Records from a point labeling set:
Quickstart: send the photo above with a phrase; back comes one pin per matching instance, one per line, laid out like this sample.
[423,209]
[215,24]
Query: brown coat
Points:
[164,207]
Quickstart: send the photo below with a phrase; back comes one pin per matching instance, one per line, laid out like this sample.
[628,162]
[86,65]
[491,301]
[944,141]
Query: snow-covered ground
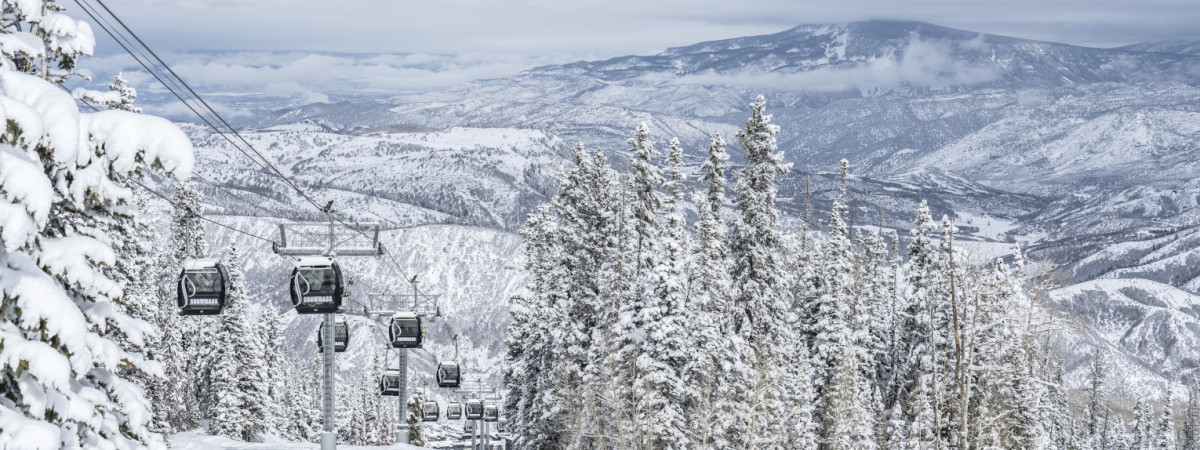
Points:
[197,441]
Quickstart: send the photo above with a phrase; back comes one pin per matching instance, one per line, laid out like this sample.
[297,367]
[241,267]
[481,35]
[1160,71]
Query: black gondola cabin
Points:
[449,375]
[202,287]
[317,286]
[341,336]
[430,412]
[389,383]
[407,330]
[474,409]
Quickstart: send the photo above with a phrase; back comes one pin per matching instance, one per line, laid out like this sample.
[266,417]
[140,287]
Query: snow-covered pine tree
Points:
[271,340]
[600,417]
[763,313]
[718,373]
[1164,431]
[235,363]
[63,173]
[120,95]
[645,179]
[301,421]
[127,95]
[415,431]
[136,244]
[575,313]
[184,345]
[51,47]
[665,351]
[1141,425]
[1192,418]
[1096,403]
[917,369]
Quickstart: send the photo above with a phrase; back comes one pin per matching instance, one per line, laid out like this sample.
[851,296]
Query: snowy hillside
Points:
[1086,156]
[1149,327]
[492,177]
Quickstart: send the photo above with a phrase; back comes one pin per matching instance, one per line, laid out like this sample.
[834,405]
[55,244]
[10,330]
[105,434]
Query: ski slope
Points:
[198,441]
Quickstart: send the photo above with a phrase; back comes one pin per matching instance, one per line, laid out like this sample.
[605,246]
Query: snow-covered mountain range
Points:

WORK TO DO: Count the lines in the entries above that contain the string "covered", treating uppercase and lowercase as distinct. Reply with the number alone.

WRITTEN REPLY: 3